# [Exercise prompt]
Please pick out every line in the data below that contains the word "airfield", and copy each of those lines.

# [Given records]
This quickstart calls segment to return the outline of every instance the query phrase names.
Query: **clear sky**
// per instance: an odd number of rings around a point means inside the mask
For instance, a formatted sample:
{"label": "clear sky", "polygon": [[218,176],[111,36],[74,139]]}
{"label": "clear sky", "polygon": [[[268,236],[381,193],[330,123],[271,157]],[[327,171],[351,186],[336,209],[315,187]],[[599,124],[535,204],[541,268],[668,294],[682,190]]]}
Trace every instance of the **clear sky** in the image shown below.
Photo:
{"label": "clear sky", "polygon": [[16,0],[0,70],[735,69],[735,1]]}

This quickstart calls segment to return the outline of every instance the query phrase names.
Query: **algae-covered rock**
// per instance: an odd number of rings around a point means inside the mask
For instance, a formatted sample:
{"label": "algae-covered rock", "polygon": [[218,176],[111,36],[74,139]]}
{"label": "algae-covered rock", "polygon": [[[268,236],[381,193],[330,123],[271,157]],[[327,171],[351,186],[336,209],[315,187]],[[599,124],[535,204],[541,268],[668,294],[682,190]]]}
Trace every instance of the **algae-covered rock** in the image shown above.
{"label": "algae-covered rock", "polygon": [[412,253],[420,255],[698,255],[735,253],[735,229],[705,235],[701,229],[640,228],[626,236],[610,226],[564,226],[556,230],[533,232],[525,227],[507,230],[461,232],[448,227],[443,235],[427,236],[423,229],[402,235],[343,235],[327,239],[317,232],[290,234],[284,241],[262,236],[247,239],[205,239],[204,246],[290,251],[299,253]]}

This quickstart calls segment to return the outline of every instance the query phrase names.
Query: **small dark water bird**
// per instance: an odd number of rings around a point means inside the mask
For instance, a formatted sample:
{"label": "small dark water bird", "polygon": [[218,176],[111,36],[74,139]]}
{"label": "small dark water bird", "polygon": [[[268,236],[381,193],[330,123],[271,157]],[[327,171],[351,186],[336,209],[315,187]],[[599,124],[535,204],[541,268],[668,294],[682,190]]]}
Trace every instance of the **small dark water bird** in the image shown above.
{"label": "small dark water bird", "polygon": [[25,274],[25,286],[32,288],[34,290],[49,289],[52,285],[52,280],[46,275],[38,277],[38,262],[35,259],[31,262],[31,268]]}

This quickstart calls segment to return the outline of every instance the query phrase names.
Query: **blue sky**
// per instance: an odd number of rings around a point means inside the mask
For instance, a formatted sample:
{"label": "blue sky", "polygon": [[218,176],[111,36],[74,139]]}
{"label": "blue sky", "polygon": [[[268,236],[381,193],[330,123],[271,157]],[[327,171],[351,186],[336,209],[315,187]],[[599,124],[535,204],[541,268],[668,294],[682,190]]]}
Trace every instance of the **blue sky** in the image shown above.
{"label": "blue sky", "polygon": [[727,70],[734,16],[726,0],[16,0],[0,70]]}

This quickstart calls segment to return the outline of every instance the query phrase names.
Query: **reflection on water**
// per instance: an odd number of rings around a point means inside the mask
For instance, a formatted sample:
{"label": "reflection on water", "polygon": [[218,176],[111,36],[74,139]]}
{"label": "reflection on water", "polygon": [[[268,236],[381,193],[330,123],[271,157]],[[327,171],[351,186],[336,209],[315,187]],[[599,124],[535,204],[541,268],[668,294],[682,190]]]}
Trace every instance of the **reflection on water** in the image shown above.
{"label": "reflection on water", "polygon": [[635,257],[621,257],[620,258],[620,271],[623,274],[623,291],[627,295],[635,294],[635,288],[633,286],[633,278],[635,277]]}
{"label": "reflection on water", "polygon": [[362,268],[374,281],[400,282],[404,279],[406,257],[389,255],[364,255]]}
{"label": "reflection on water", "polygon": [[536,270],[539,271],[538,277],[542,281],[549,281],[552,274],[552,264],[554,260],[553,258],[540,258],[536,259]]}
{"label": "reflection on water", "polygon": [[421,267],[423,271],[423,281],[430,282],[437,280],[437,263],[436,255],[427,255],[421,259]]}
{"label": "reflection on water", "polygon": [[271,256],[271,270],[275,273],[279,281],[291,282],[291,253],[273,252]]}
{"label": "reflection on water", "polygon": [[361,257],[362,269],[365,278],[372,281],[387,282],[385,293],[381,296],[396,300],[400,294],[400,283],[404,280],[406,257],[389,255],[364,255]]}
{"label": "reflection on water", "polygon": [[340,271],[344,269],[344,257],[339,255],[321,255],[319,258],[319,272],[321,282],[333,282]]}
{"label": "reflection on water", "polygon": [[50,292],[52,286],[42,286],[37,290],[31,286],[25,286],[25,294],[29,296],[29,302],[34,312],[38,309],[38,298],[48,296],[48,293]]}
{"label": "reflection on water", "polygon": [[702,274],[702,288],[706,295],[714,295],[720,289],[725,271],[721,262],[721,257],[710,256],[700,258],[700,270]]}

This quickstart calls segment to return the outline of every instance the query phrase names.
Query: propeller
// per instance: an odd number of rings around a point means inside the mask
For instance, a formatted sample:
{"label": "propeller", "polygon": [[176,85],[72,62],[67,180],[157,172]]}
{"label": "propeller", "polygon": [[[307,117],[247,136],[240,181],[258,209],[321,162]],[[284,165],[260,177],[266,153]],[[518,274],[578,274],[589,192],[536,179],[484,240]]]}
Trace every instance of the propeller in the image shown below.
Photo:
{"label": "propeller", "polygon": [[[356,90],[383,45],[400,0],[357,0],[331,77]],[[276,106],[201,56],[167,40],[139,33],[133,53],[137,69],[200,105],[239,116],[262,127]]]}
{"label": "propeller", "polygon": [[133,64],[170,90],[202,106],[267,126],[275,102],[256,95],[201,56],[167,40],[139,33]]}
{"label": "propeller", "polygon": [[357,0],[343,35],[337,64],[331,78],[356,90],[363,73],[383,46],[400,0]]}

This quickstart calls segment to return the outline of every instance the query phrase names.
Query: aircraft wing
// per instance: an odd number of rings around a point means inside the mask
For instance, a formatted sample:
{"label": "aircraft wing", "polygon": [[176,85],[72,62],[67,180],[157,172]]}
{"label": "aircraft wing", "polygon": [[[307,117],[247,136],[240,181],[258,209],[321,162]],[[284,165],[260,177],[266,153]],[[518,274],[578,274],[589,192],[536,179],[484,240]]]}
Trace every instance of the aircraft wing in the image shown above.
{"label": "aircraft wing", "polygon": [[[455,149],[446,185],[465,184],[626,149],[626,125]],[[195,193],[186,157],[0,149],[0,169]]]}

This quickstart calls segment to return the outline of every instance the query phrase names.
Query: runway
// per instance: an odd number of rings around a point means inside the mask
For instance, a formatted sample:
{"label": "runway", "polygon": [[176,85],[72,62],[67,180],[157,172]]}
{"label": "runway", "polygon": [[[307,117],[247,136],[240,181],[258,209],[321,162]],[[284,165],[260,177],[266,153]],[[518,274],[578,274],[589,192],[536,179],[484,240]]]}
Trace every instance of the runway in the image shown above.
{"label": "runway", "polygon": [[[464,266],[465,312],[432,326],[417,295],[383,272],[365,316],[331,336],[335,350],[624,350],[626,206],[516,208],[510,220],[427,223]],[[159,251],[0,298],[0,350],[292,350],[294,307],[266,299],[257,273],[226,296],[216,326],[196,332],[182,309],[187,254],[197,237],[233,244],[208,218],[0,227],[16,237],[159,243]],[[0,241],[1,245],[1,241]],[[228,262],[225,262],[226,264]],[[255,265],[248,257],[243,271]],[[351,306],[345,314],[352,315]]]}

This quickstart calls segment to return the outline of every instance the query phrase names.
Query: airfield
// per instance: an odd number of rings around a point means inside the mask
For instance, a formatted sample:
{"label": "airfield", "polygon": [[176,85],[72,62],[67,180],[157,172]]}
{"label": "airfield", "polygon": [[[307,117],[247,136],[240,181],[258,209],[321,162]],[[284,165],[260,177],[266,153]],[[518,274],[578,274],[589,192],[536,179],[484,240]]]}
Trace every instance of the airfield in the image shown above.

# [Exercise result]
Query: airfield
{"label": "airfield", "polygon": [[176,85],[72,62],[67,180],[157,172]]}
{"label": "airfield", "polygon": [[[307,117],[247,136],[240,181],[258,209],[321,162]],[[284,165],[260,177],[266,153]],[[518,274],[578,274],[589,192],[536,179],[484,240]]]}
Trace every instance of the airfield in the image shown above.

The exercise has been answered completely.